Prompt: Every record that follows must be set down word for word.

---*---

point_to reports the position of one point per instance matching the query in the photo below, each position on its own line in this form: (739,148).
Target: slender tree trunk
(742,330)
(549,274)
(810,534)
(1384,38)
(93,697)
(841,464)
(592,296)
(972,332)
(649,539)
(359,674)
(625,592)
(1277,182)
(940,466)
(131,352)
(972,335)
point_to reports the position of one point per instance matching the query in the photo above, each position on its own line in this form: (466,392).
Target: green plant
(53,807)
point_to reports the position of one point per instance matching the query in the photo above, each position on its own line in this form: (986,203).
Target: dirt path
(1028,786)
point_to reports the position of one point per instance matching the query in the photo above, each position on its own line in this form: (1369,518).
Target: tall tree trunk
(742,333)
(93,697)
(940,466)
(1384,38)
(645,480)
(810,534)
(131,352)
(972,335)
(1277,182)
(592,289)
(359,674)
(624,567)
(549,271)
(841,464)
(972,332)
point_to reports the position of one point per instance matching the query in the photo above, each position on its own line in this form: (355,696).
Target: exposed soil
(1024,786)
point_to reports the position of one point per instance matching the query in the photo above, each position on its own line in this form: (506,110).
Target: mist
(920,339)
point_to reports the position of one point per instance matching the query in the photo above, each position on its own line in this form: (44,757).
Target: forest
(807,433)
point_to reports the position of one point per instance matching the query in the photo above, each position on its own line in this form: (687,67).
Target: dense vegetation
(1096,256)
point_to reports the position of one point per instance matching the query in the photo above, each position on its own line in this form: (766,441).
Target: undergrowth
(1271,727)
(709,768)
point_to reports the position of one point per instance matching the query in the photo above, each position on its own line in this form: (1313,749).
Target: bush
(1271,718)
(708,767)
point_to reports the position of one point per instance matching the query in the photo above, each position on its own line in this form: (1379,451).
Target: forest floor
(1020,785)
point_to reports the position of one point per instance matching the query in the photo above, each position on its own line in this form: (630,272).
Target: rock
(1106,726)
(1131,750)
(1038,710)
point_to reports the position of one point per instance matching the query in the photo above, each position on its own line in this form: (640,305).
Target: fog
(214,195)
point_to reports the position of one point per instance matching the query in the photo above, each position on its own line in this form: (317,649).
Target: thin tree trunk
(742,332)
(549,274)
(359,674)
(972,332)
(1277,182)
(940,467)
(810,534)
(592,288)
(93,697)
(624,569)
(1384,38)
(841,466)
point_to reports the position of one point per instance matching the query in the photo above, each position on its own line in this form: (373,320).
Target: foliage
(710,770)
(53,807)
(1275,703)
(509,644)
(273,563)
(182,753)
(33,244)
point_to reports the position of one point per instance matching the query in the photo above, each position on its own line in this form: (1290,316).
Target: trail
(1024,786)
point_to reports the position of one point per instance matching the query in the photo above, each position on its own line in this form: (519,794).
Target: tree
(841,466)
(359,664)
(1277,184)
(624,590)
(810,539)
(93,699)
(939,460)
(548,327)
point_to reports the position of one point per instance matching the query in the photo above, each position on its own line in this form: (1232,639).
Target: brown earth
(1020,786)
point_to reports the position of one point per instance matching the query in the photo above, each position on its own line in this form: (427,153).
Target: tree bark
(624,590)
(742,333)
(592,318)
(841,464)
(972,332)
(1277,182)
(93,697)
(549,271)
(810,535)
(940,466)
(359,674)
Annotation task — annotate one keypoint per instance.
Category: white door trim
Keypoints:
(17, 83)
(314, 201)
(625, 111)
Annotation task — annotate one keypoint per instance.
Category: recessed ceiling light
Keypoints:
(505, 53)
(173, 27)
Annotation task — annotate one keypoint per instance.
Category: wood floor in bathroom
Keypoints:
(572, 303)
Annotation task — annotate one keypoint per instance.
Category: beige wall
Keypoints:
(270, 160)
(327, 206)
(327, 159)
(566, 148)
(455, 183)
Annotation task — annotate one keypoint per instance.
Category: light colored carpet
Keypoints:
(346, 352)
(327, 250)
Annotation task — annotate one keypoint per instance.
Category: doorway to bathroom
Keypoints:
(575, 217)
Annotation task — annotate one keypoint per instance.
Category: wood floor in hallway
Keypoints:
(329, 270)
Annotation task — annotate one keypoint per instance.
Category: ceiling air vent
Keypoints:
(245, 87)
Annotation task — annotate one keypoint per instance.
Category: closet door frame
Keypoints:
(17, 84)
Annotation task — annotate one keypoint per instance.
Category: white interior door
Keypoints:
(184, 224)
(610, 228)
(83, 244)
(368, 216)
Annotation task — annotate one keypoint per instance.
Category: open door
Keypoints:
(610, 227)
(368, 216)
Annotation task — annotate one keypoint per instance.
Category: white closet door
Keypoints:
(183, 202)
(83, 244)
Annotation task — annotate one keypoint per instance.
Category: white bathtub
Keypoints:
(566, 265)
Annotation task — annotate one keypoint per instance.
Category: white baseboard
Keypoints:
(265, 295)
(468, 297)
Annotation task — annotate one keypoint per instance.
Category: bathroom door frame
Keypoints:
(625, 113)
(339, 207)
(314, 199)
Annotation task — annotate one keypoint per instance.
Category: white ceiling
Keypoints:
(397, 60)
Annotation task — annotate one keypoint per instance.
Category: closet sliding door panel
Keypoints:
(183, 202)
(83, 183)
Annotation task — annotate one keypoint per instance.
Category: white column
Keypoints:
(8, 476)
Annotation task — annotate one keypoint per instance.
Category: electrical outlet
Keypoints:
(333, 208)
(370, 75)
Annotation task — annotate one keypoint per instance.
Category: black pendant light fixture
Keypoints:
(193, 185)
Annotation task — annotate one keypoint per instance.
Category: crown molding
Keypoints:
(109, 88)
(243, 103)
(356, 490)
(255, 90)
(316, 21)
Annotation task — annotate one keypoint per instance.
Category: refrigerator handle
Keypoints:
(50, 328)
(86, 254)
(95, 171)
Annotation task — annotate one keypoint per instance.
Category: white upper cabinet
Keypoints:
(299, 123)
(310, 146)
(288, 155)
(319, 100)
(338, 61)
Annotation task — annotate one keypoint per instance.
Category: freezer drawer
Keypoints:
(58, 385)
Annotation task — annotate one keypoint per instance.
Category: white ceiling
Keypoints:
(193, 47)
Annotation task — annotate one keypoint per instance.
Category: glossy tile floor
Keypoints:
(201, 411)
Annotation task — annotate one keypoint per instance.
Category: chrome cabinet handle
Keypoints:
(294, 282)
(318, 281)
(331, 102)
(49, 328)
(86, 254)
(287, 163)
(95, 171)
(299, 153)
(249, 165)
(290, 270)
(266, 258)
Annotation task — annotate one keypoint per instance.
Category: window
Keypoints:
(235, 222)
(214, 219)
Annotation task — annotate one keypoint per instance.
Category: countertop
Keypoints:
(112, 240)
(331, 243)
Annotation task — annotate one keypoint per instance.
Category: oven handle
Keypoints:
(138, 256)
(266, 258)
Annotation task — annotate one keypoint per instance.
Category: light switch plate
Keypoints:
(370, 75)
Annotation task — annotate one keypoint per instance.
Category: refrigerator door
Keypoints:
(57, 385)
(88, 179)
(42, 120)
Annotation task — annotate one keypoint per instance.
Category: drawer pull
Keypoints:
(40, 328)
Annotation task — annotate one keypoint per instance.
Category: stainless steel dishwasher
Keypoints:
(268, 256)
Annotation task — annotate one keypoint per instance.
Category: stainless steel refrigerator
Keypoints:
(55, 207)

---*---

The answer:
point_to reports the position of one point per instance matching the query in the photo below, each position on its own line in this form: (739,148).
Target: slender tree trunk
(742,330)
(549,274)
(810,534)
(1384,38)
(93,697)
(841,464)
(592,296)
(972,332)
(649,539)
(359,674)
(625,592)
(1277,182)
(940,466)
(131,352)
(972,335)
point_to reports the position of one point per instance matching the query in the photo above, each position on its own line in this form: (466,392).
Target: green plant
(53,807)
point_to reports the position of one point per instance matching the query in the photo above, each position on its own line in this form: (986,203).
Target: dirt path
(1028,786)
point_to reports the position of one point per instance matching the query in the photo above, each position on its own line in this form: (1369,518).
Target: tall tree trunk
(742,333)
(93,697)
(940,466)
(1384,38)
(645,480)
(810,534)
(131,352)
(972,335)
(1277,182)
(592,289)
(359,674)
(624,567)
(549,271)
(841,464)
(972,332)
point_to reports the position of one point per instance matching the query in the photo above, each position on its own line in this form: (355,696).
Target: exposed soil
(1024,786)
point_to reports the position of one point per instance matching the query in the photo above, each position on its own line in this form: (506,110).
Target: mist
(920,339)
point_to reports the position of one point per instance matching the query in the photo above, each position on its own line in this form: (44,757).
Target: forest
(807,433)
point_to reports the position of one point per instance matching the query in the photo above, each position on its own line in this form: (687,67).
Target: dense vegetation
(1096,256)
point_to reports the position of one point per instance matching the query in the photo above, each position on its own line in this form: (766,441).
Target: undergrowth
(1271,727)
(709,768)
point_to reports the position of one point per instance matching the query in the photo above, each position on its own line in this form: (1313,749).
Target: bush
(1271,718)
(708,767)
point_to reports the position of one point per instance matching the query in the photo above, each position on its own line in this form: (1379,451).
Target: forest floor
(1020,785)
point_to reports the position of one point per instance matching the query in the photo above, each position on its own line in this form: (630,272).
Target: rock
(1106,726)
(1131,750)
(1038,710)
point_to reports the position of one point per instance matching the query in the photo above, each position on its own line in this form: (640,305).
Target: fog
(214,195)
point_to reports the position of one point per instance matching the query in the photo above, each position on its own line in this form: (317,649).
Target: thin tree trunk
(742,332)
(549,274)
(359,674)
(972,332)
(1277,182)
(940,467)
(810,534)
(592,288)
(93,697)
(624,569)
(1384,38)
(841,466)
point_to reports the position of one point per instance matching the query in the photo above, each position on its own line in this form: (373,320).
Target: foliage
(710,770)
(53,807)
(1275,703)
(509,644)
(273,563)
(182,753)
(33,244)
point_to reports the position of one point per instance matching the query in the photo above, each position on its own line in this form: (1290,316).
Target: trail
(1024,786)
point_to reports the position of one point per instance matching the query in the photo above, each position on its own line in this form: (519,794).
Target: tree
(841,466)
(359,664)
(1277,184)
(624,590)
(810,539)
(93,699)
(939,460)
(548,327)
point_to reports the position of one point per instance matching the query in the photo above, each position on its own line in this form: (1232,639).
Target: brown earth
(1020,786)
point_to reports the position of one point per instance matching the query in the photo above, each position on its own line in this form: (427,153).
Target: tree bark
(624,590)
(742,333)
(592,318)
(841,464)
(972,332)
(1277,182)
(93,697)
(549,271)
(810,535)
(940,466)
(359,674)
Annotation task — annotate one keypoint per instance.
Category: white door trim
Keypoints:
(17, 83)
(314, 201)
(625, 111)
Annotation task — annotate one keypoint per instance.
Category: recessed ceiling light
Keypoints:
(505, 53)
(173, 27)
Annotation task — annotate one keypoint per instance.
Category: wood floor in bathroom
Keypoints:
(572, 303)
Annotation task — annotate one keypoint per instance.
Category: beige wall
Keypoints:
(270, 160)
(327, 206)
(327, 159)
(566, 148)
(455, 183)
Annotation task — annotate one keypoint per instance.
Category: light colored carpet
Keypoints:
(346, 352)
(327, 250)
Annotation task — annotate one keypoint per instance.
Category: doorway to bathroom
Keypoints:
(575, 217)
Annotation task — annotate one keypoint per instance.
Category: wood floor in hallway
Keypoints:
(329, 270)
Annotation task — annotate one keypoint per instance.
Category: ceiling air vent
Keypoints:
(245, 87)
Annotation task — annotate one keypoint per instance.
Category: closet door frame
Keypoints:
(17, 84)
Annotation task — annotate one keypoint per instance.
Category: white interior door
Keypoints:
(184, 224)
(610, 228)
(83, 244)
(368, 216)
Annotation task — annotate one keypoint per instance.
Category: open door
Keypoints:
(610, 227)
(368, 216)
Annotation task — annotate one keypoint per instance.
Category: white closet door
Keypoints:
(183, 202)
(83, 244)
Annotation task — annotate one keypoint per instance.
Category: white bathtub
Keypoints:
(566, 265)
Annotation task — annotate one keypoint per instance.
Category: white baseboard
Keypoints:
(265, 295)
(468, 297)
Annotation task — annotate one keypoint per instance.
Category: bathroom door frame
Keypoints:
(625, 113)
(339, 207)
(314, 199)
Annotation task — annotate one keypoint per instance.
Category: white ceiling
Keypoints:
(397, 60)
Annotation task — annotate one keypoint per instance.
Category: closet sliding door panel
Keypoints:
(183, 202)
(83, 183)
Annotation task — annotate one keypoint per instance.
Category: white column
Keypoints:
(8, 476)
Annotation task — annotate one keypoint per instance.
Category: electrical outlet
Keypoints:
(333, 208)
(370, 75)
Annotation task — annotate one keypoint per instance.
Category: black pendant light fixture
Keypoints:
(193, 185)
Annotation task — annotate one keypoint per instance.
Category: crown molding
Keypoints:
(109, 88)
(243, 103)
(356, 490)
(255, 90)
(316, 21)
Annotation task — annotate one keypoint per instance.
Category: refrigerator handle
Keypoints:
(50, 328)
(86, 254)
(95, 171)
Annotation task — annotate one keypoint per instance.
Category: white upper cabinet
Keypoints:
(299, 123)
(310, 146)
(288, 155)
(319, 100)
(338, 61)
Annotation task — annotate one keypoint per instance.
Category: freezer drawer
Keypoints:
(58, 385)
Annotation task — annotate one keypoint per instance.
Category: white ceiling
Keypoints:
(193, 47)
Annotation task — annotate one keypoint per instance.
Category: glossy tile floor
Keypoints:
(201, 411)
Annotation task — annotate one keypoint per instance.
Category: chrome cabinet handle
Keypoints:
(294, 282)
(318, 281)
(331, 102)
(49, 328)
(86, 254)
(287, 163)
(95, 171)
(299, 153)
(249, 165)
(290, 270)
(266, 258)
Annotation task — annotate one keypoint per instance.
Category: window
Keypoints:
(235, 222)
(214, 219)
Annotation task — annotate one keypoint per instance.
Category: countertop
Keypoints:
(112, 240)
(331, 243)
Annotation task — annotate one keypoint per instance.
Category: oven handle
Keypoints:
(138, 256)
(266, 258)
Annotation task — annotate one keypoint per instance.
Category: light switch plate
Keypoints:
(370, 75)
Annotation task — annotate one keypoint per instance.
Category: refrigerator door
Keypoints:
(57, 385)
(88, 179)
(42, 120)
Annotation task — annotate one keypoint per instance.
Category: drawer pull
Keypoints:
(40, 328)
Annotation task — annotate one keypoint per instance.
Category: stainless steel dishwasher
Keypoints:
(268, 256)
Annotation task — annotate one keypoint per instance.
Category: stainless steel refrigerator
Keypoints:
(55, 207)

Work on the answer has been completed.